REQUIREMENT:
Format all the records below as a JSON list of strings, with one string for each line. Skip blank lines and leave the pictures out.

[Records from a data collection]
------------

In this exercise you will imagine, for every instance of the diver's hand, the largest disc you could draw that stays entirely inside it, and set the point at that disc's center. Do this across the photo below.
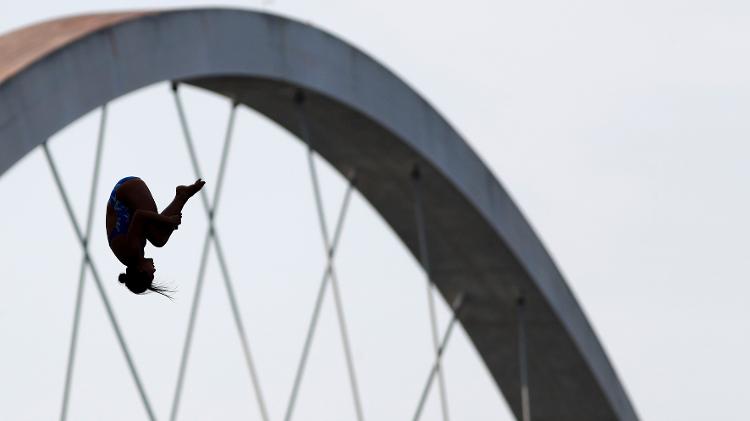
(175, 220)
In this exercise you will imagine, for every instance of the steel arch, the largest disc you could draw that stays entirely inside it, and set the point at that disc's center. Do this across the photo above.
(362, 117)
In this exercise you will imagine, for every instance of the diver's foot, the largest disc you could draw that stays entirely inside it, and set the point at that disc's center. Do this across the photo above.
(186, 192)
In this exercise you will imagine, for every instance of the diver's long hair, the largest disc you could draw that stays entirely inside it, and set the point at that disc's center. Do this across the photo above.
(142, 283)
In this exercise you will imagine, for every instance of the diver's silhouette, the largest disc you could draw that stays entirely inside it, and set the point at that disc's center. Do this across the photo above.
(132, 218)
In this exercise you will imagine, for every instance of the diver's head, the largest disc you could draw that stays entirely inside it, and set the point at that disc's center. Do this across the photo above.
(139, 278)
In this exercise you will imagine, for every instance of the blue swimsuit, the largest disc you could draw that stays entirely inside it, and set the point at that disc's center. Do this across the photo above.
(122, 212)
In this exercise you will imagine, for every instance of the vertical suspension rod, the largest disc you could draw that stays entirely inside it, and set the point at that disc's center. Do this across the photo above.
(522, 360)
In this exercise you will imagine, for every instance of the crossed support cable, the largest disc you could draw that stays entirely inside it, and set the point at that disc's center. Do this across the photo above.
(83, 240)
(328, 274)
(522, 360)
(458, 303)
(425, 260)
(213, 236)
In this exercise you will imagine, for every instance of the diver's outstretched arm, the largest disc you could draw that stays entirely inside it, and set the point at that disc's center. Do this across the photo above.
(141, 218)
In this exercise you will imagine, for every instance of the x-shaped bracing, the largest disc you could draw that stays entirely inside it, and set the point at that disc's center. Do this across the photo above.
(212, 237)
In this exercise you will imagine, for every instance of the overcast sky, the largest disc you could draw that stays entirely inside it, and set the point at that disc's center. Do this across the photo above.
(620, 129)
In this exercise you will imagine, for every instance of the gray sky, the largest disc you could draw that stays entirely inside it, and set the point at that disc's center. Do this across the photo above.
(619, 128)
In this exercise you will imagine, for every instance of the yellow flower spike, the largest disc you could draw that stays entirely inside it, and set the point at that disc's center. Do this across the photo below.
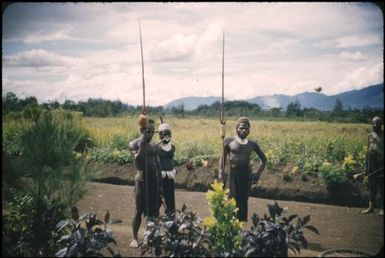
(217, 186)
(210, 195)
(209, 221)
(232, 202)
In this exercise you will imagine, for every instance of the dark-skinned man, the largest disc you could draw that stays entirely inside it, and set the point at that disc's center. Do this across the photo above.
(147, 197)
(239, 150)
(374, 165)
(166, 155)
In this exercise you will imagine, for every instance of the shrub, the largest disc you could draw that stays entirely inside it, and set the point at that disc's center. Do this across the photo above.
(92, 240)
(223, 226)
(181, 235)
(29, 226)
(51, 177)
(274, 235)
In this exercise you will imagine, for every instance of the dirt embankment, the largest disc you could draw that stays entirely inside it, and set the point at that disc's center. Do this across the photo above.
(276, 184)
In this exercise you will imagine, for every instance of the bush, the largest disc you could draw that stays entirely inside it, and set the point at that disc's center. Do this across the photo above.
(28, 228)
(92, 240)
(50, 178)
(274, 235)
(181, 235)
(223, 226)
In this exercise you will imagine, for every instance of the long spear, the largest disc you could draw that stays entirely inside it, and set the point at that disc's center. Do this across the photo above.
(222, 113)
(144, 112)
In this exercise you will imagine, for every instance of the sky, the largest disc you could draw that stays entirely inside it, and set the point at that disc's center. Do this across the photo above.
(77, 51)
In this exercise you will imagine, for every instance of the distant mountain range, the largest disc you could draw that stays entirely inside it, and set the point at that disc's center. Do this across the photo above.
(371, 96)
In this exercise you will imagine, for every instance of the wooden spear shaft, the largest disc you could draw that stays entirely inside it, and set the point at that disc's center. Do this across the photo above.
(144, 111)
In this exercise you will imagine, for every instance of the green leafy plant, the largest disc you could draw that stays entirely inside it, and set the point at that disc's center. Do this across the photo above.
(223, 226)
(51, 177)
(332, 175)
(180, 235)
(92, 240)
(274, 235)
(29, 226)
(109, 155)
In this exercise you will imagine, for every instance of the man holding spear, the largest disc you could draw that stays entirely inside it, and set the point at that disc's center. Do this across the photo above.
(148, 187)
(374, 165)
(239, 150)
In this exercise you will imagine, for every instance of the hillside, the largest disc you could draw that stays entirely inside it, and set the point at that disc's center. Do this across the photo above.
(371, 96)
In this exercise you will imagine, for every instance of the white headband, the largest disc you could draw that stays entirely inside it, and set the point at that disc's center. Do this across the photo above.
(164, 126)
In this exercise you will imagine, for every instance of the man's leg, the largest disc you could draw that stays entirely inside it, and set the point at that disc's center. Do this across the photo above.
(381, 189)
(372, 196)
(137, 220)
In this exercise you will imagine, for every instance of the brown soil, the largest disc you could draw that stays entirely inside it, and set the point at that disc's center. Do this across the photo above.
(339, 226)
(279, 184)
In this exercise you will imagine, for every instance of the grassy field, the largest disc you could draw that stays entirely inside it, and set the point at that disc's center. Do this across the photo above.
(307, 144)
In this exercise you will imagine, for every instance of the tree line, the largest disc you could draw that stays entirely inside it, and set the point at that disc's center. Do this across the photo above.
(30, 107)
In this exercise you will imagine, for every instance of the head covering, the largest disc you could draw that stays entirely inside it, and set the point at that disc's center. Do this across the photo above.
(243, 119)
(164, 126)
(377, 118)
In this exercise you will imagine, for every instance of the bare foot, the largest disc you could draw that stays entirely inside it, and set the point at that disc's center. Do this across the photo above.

------------

FULL SOLUTION:
[
  "In this exercise you will imagine, for every instance of the diver's hand, the largest disc you could draw that stays entirely inside it, and set the point at that disc's center. Do this across the photo below.",
  "(175, 220)",
  "In this exercise you will imagine, for every instance of the steel arch, the largest disc you could draw that stays entirely inside it, and set the point at that disc's center. Do this across the photo above.",
  "(362, 117)",
  "In this exercise you will imagine, for every instance of the diver's foot, the largest disc you could draw that stays entirely inside it, and set the point at that disc's center. Do this across the photo above.",
  "(186, 192)",
  "In this exercise you will imagine, for every instance of the diver's long hair, the largest disc you could draw that stays entirely inside it, and set the point at that disc's center. Do this across the photo above.",
  "(142, 283)",
  "In this exercise you will imagine, for every instance of the diver's silhouette, the largest disc you could draw that stays entirely inside it, and set the point at that disc's center. Do this across the photo above.",
  "(132, 218)",
  "In this exercise you will imagine, for every instance of the diver's head, the largest disc you could draw that stays entirely inside it, and set the point at that disc's center. Do this across the photo above.",
  "(139, 278)",
  "In this exercise you will imagine, for every instance of the blue swimsuit, the largest disc you could draw that stays entirely inside it, and set the point at that disc's center. Do this across the photo above.",
  "(122, 212)",
  "In this exercise you will imagine, for every instance of the vertical suspension rod, the largest disc you could draw that stays entirely inside it, and set the point at that disc's center. Do this across the photo above.",
  "(522, 360)",
  "In this exercise you will imagine, for every instance of the crossed support cable, the largest disc you could draw that stays entirely inside it, and set the point at that disc's center. Do this across the photo above.",
  "(83, 240)",
  "(328, 274)",
  "(522, 360)",
  "(458, 303)",
  "(425, 260)",
  "(213, 236)",
  "In this exercise you will imagine, for every instance of the diver's outstretched arm, the largest disc you could draw that stays entirely inside it, and set the point at that disc's center. Do this across the photo above.",
  "(141, 218)",
  "In this exercise you will imagine, for every instance of the x-shaped bracing, the largest disc you could draw that stays entirely inside it, and set the point at that disc's center. Do this across the photo above.",
  "(212, 237)",
  "In this exercise you will imagine, for every instance of the overcast sky, the largest disc you could draw that stays entirely inside it, and set the point at that disc's center. Do this across the photo above.",
  "(620, 129)",
  "In this exercise you will imagine, for every instance of the gray sky, the largest disc you could draw that stays entirely inside it, and set the point at that disc's center. Do this across the photo above.",
  "(619, 128)",
  "In this exercise you will imagine, for every instance of the yellow flower spike, the largest disc you could draw that stays entirely inside it, and set the point at that disc's center. Do this across the photo below.",
  "(217, 186)",
  "(210, 195)",
  "(209, 221)",
  "(232, 202)",
  "In this exercise you will imagine, for every instance of the dark-skinned man, the largest disc you could draw that stays entirely inside it, and set the point at that disc's center. Do this across the photo above.",
  "(147, 197)",
  "(239, 150)",
  "(374, 165)",
  "(166, 155)",
  "In this exercise you will imagine, for every instance of the shrub, the largest disc you could draw that stays entirely inside it, and set the point at that disc's center. Do this across the photo above.",
  "(92, 240)",
  "(223, 226)",
  "(181, 235)",
  "(29, 226)",
  "(51, 177)",
  "(274, 235)",
  "In this exercise you will imagine, for every instance of the dirt embankment, the largest disc you could draw that stays entirely inside it, and set the point at that disc's center. Do this across the photo above.",
  "(276, 184)",
  "In this exercise you will imagine, for every instance of the bush, the largest disc you could draw that stays entirely inside it, and set the point at that disc's center. Do this across the photo above.",
  "(28, 228)",
  "(92, 240)",
  "(50, 178)",
  "(274, 235)",
  "(181, 235)",
  "(223, 226)",
  "In this exercise you will imagine, for every instance of the long spear, the largest disc you could draw that stays entirely inside it, and set the point at that disc's center. Do this across the photo above.",
  "(222, 113)",
  "(144, 112)",
  "In this exercise you will imagine, for every instance of the sky, the largest disc you could draw that stays entirely inside it, and set the point at that disc's center. Do this across the photo above.",
  "(77, 51)",
  "In this exercise you will imagine, for every instance of the distant mountain range, the largest disc you could draw that stays entirely inside it, and set the point at that disc's center. Do this across the photo above.",
  "(371, 96)",
  "In this exercise you will imagine, for every instance of the wooden spear shaft, the largest disc you could draw that stays entirely inside it, and set the point at that disc's center. Do this across the photo above.",
  "(144, 111)",
  "In this exercise you will imagine, for every instance of the green leafy plant, the largest disc you could draw that stays entirely inside it, and set the point at that disc's center. Do this across the photo above.",
  "(223, 226)",
  "(51, 177)",
  "(332, 175)",
  "(180, 235)",
  "(92, 240)",
  "(274, 235)",
  "(29, 226)",
  "(109, 155)",
  "In this exercise you will imagine, for every instance of the man holding spear, the largest disc you could draw that stays entirely inside it, and set the point at that disc's center. Do this across the photo above.",
  "(148, 187)",
  "(374, 165)",
  "(239, 150)",
  "In this exercise you will imagine, for every instance of the hillside, the largest disc you could draw that stays entirely inside it, and set the point at that disc's center. Do this across the photo above.",
  "(371, 96)",
  "In this exercise you will imagine, for every instance of the white headband, the largest disc you could draw that stays entirely inside it, and set the point at that disc's center. Do this across the photo above.",
  "(164, 126)",
  "In this exercise you will imagine, for every instance of the man's leg, the largest disc you could draw that stays entirely inside it, and set the point at that disc's center. Do this across the photo above.",
  "(381, 189)",
  "(372, 196)",
  "(137, 220)",
  "In this exercise you will imagine, for every instance of the brown soil, the largest disc you could draw that stays entirely inside it, and set the point at that disc's center. Do this across the photo above.",
  "(339, 226)",
  "(279, 184)",
  "In this exercise you will imagine, for every instance of the grassy field, the largest disc you could draw that stays entirely inside it, and set the point at that disc's center. Do this across the photo above.",
  "(307, 144)",
  "In this exercise you will imagine, for every instance of the tree line, the largest disc you could draw that stays entirely inside it, and set the point at that disc's center. Do this across the photo above.",
  "(30, 107)",
  "In this exercise you will imagine, for every instance of the head covering, the largest disc you could draw that stays entirely inside it, and set the point at that disc's center. Do this across the photo above.",
  "(243, 119)",
  "(164, 126)",
  "(377, 118)",
  "In this exercise you will imagine, for every instance of the bare foot, the largest disc you could draw that stays entirely inside it, and set the point at that disc's center. Do this across the photo above."
]